▶ _What to do_
Repeat every record below line for line, changing nothing.

Entries for labeling with bounding boxes:
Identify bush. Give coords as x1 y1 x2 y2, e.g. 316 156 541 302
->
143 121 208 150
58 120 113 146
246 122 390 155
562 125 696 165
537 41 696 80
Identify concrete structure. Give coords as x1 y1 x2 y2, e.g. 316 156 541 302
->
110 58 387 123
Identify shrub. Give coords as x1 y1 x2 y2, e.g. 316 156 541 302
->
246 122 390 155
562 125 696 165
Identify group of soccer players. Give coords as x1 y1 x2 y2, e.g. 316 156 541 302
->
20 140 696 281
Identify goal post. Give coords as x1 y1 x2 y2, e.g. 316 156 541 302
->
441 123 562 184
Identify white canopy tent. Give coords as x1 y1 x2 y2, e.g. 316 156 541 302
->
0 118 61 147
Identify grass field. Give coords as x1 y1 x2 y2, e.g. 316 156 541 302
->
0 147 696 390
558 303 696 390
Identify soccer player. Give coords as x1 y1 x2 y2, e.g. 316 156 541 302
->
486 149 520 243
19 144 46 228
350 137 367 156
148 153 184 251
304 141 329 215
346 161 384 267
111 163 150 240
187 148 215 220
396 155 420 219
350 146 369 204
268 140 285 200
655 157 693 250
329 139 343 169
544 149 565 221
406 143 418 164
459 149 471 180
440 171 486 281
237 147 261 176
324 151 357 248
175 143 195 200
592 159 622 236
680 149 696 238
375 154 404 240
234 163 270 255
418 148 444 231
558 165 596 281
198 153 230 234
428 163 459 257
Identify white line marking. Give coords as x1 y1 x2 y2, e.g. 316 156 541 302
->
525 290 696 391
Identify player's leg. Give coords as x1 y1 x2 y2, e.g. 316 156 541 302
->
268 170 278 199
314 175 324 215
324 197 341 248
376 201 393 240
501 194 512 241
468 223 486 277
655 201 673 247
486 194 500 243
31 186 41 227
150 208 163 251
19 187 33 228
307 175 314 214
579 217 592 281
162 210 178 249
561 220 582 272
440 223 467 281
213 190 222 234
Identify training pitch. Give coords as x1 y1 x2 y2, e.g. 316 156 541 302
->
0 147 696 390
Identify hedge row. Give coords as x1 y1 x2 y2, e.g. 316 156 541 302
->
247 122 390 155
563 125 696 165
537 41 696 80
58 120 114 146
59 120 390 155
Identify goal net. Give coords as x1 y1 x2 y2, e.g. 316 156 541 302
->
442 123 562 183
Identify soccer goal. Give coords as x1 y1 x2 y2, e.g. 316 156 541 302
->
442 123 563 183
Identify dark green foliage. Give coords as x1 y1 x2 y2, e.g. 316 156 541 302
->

▶ _Response below_
Identify bush. Give coords as x1 y1 x2 y2, e.g. 316 156 541 302
->
143 121 208 150
58 120 113 146
246 122 390 155
562 125 696 165
537 41 696 80
Identify concrete structure. Give coords as x1 y1 x2 y2, e.g. 316 156 541 302
->
110 58 387 123
Identify shrub. Give coords as x1 y1 x2 y2, e.g. 316 156 541 302
->
246 122 390 155
562 125 696 165
Identify group of soccer players. Give coords as x1 y1 x2 y2, e.g. 316 156 541 302
->
20 140 696 281
Identify goal post. Give coords as x1 y1 x2 y2, e.g. 316 156 541 302
->
441 123 562 184
Identify white canopy tent. Give coords as x1 y1 x2 y2, e.g. 316 156 541 302
->
0 118 61 147
Identify grass field. Give coords as x1 y1 x2 y2, e.g. 316 156 541 302
->
0 147 696 390
558 303 696 390
Identify soccer player. Give coords as x1 y1 x2 y2, e.g. 316 156 541 302
->
486 149 520 243
19 144 46 228
350 137 367 156
148 153 184 251
304 141 329 215
346 161 384 267
111 163 150 240
187 148 215 220
396 155 420 219
350 146 369 204
268 140 285 200
655 157 693 250
329 139 343 169
544 149 565 221
406 143 418 164
459 149 471 180
440 171 486 281
237 147 261 176
324 151 357 248
175 143 195 200
592 159 622 236
680 149 696 238
375 154 404 240
234 163 270 255
418 148 444 231
558 165 596 281
198 153 230 234
428 163 459 257
Identify white line marking. Give coords as x1 y1 x2 y2, e.g. 316 156 541 302
->
525 290 696 391
Identify player's leg. Give coords as x1 y1 x2 y2, e.g. 316 156 541 302
->
268 170 278 199
314 175 324 215
324 197 341 248
376 201 393 240
501 194 512 241
468 223 486 277
655 201 673 247
486 194 500 243
31 186 41 227
150 208 163 251
19 187 33 228
307 175 314 214
579 217 592 281
162 210 178 249
561 220 582 272
440 223 467 281
213 190 222 234
Identify training pitch. Give coords as x1 y1 x2 y2, e.g. 316 156 541 302
->
0 147 696 390
Identify hedge row. Give coords as x1 y1 x2 y2, e.g. 316 156 541 302
->
247 122 390 155
563 125 696 165
537 41 696 80
58 120 114 146
59 120 390 155
Identify goal net. Give coords as x1 y1 x2 y2, e.g. 316 156 541 302
->
442 123 562 183
Identify soccer goal. Give coords as x1 y1 x2 y2, e.g. 316 156 541 302
->
442 123 563 183
Identify dark green foliage. Give coords as x1 y1 x2 y2, e.g. 316 156 541 302
->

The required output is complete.